• [Work to be completed]: Switch "claw" to "talon" in the lines starting with the line containing "Exercise. Mark every instance of the bird's claw" and going on through the line containing "pixel 367 63". Give only those lines, with everything else unchanged.

Dataset rows on where objects appear
★ ★ ★ ★

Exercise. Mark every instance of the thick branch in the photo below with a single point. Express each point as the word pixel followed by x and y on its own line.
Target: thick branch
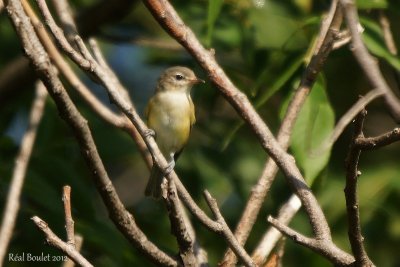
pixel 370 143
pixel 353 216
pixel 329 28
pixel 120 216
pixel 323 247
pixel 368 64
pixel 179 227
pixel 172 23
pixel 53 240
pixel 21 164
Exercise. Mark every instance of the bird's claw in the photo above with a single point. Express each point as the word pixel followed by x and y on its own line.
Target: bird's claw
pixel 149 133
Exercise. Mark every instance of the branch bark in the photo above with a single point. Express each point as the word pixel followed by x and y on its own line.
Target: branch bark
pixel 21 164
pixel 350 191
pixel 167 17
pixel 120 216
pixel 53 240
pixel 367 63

★ ★ ★ ★

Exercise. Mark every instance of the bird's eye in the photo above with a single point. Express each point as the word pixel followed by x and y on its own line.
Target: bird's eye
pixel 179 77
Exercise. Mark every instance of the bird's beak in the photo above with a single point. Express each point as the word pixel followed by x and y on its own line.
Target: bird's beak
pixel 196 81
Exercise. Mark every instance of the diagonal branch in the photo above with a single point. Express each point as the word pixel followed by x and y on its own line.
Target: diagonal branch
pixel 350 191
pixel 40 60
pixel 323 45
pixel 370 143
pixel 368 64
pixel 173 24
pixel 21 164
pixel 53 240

★ ★ ★ ★

• [Solution below]:
Exercise. Mark every instance of the bird's talon in the photo above with a single point. Express each point as the word pixel followed by x and y on its own line.
Target: bird's talon
pixel 149 133
Exercise. Mark every instance of the branch bark in the photo above with a single point. Express each point as the word pixel followed by x and y on its own line.
Target: branch bark
pixel 21 164
pixel 350 191
pixel 167 17
pixel 120 216
pixel 53 240
pixel 367 63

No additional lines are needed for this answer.